## [本文の一部]
┌────────

咬筋
- 【読み】
- こうきん
- 【英語】
- Masseter muscle
- 【辞典・辞典種類】
- 新編咬合学事典
- 【詳細】
- 咀嚼筋のひとつ。浅部と深部とからなる。浅部は頬骨弓の下縁から起こり、わずかに後方に向かいながら下方に走行し、下顎骨の外側面の咬筋粗面下部とその下方の下顎角部についている。この筋の頬骨弓の前部から起こる筋層は、ほとんど腱でできている。深部は頬骨弓の下縁の全長にわたる部分から起こるが、深部はさらに頬骨弓の浅い部分と深い部分とから起こる2つの筋腹に分けることができる。頬骨弓の浅い部分から起こる筋腹は、筋突起と下顎底の間の咬筋粗面の上部についている。頬骨弓の深い部分から起こる筋腹は、筋突起の外面についている。深部はいずれもほとんど垂直方向に下行している。咬筋後部の筋層は関節円板の前外方部に付着することがある。咬筋浅部と深部とは前方では連続し、また後方では、後方に開く1つあるいは2つの筋隙をつくることがある。そして、この筋隙は神経、血管の筋組織への通路となっている。咬筋の支配神経は下顎神経(三叉神経第3枝)の咬筋枝によって行なわれる。この神経は下顎切痕を越えて咬筋に入っている。浅部は下顎を挙上してわずかに前方へ引く働きをする。また、深部は下顎をわずかに後退させる働きをもっている。咬筋は同側の内側翼突筋とともに作用して、主として下顎の垂直的な位置の調節を行なっている。
頭蓋下顎障害患者において咬筋の圧痛は、浅部で2または3部位を調べるのが通例である。吉浦ら(1992)によれば、術前では圧痛の出現率は浅部起始部で49%、浅部筋腹部で39%、浅部停止部28%、深部67%、術後には1%、2%、1%、10%であった。これらを統計学的に分類すると、術前では深部、浅部起始部、浅部筋腹部、浅部停止部の順に圧痛が大きく、術後には深部が浅部より高く、浅部間での差は認められなかった。三井ら(1993)によれば咬筋各部における術前の圧痛は咬筋内の他部位はもちろん、他に同側と反対側、側頭筋前部、頭頂部などとも相関が認められた。

└────────

## [記録の抜粋]
┌────────

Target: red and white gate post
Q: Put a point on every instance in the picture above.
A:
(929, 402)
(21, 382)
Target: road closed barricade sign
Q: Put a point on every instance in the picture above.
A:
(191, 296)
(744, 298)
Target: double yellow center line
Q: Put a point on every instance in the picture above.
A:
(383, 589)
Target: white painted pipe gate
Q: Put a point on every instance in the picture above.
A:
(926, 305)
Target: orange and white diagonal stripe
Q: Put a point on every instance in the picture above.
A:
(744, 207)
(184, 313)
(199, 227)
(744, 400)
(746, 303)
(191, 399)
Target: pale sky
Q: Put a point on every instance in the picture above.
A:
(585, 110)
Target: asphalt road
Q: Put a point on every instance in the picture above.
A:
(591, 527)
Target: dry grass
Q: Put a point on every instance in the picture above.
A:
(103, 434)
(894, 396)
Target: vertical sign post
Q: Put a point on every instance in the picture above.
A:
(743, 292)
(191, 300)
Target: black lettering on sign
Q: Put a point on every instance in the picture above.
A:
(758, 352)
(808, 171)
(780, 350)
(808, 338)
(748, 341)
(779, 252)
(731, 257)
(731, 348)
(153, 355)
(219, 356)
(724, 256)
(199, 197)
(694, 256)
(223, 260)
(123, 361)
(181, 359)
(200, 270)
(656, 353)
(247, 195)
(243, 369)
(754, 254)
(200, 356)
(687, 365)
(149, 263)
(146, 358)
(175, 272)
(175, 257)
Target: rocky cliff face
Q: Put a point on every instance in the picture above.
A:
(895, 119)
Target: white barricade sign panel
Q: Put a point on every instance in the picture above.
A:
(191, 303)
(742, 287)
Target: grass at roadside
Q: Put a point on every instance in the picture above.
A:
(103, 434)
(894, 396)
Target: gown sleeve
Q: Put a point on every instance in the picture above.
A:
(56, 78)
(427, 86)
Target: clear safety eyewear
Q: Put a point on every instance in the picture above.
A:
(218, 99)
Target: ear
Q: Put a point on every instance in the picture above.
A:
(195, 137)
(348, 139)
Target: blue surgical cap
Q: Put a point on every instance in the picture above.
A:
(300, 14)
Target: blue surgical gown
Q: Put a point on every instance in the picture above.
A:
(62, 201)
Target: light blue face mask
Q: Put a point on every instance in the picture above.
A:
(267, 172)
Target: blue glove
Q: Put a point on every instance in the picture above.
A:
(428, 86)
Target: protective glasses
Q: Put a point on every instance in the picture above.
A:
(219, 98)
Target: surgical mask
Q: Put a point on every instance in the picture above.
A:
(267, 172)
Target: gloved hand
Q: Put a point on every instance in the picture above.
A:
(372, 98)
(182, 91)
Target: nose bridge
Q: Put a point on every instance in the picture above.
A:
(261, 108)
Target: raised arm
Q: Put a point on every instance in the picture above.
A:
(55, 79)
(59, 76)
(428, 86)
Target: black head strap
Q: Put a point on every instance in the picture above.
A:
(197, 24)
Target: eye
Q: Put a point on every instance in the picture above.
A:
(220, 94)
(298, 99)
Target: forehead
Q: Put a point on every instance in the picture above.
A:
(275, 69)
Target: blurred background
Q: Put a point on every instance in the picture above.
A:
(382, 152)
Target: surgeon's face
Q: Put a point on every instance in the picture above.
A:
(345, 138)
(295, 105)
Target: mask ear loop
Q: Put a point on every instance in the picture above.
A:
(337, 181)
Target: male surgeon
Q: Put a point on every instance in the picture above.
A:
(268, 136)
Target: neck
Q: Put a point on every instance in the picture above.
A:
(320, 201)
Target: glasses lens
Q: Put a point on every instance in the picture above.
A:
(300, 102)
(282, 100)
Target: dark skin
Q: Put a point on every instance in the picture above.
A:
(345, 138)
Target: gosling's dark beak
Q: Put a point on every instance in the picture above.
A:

└────────

## [やること]
[1] 咬筋の本文から、「頭蓋下顎障害患者において咬筋」から「部などとも相関が認められた。」までを、「部などとも相関が認められた。」も含めてそのまま書き写してください。
[2] 咬筋の本文によると、咬筋の支配神経は何ですか。
上の記録はなくても作業できます。

## [答えまとめ]
[1]
頭蓋下顎障害患者において咬筋の圧痛は、浅部で2または3部位を調べるのが通例である。吉浦ら(1992)によれば、術前では圧痛の出現率は浅部起始部で49%、浅部筋腹部で39%、浅部停止部28%、深部67%、術後には1%、2%、1%、10%であった。これらを統計学的に分類すると、術前では深部、浅部起始部、浅部筋腹部、浅部停止部の順に圧痛が大きく、術後には深部が浅部より高く、浅部間での差は認められなかった。三井ら(1993)によれば咬筋各部における術前の圧痛は咬筋内の他部位はもちろん、他に同側と反対側、側頭筋前部、頭頂部などとも相関が認められた。

[2] 下顎神経（三叉神経第3枝）の咬筋枝です。